━━ Entries ━━

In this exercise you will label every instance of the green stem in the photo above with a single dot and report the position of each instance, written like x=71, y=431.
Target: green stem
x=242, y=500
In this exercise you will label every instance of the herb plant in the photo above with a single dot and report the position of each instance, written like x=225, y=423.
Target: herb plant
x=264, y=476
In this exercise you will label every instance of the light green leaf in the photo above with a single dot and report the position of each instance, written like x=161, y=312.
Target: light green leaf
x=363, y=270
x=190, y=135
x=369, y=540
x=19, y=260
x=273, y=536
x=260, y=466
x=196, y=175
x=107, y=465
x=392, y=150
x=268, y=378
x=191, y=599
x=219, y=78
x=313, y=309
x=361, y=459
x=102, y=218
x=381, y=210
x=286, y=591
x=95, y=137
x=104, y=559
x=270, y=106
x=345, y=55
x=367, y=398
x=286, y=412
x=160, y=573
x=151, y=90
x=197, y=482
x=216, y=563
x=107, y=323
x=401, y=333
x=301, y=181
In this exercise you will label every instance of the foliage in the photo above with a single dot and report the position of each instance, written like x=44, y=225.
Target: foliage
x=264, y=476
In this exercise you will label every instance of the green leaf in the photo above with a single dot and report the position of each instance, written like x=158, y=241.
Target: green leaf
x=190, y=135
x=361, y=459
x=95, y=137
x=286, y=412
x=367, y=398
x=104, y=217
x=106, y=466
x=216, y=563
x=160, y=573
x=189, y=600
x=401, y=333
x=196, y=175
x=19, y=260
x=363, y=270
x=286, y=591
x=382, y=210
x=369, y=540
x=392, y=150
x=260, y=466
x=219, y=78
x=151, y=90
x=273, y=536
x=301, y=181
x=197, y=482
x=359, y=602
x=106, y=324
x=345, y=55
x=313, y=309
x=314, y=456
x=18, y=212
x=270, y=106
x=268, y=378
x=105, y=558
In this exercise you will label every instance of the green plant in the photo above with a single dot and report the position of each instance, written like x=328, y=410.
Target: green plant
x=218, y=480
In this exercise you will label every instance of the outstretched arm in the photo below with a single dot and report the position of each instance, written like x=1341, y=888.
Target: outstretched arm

━━━

Copy the stretch of entries from the line containing "like x=158, y=241." through the line containing "x=105, y=558", keeping every line, the requests included. Multiply each answer coordinate by 1.2 and round it to a whole number, with halves rounding up, but leave the numbers in the requests and their format samples unchanged.

In this exercise you will label every instance of the green leaf in the photo above with a single dot and report the position of each instance, written like x=158, y=241.
Target: green leaf
x=228, y=162
x=433, y=551
x=114, y=164
x=343, y=494
x=440, y=478
x=125, y=260
x=127, y=559
x=259, y=676
x=192, y=688
x=227, y=720
x=481, y=400
x=235, y=210
x=23, y=312
x=436, y=324
x=343, y=709
x=458, y=252
x=443, y=648
x=470, y=180
x=312, y=559
x=263, y=94
x=181, y=108
x=328, y=643
x=361, y=217
x=236, y=578
x=431, y=722
x=127, y=389
x=414, y=66
x=376, y=371
x=377, y=547
x=22, y=254
x=324, y=127
x=322, y=454
x=126, y=670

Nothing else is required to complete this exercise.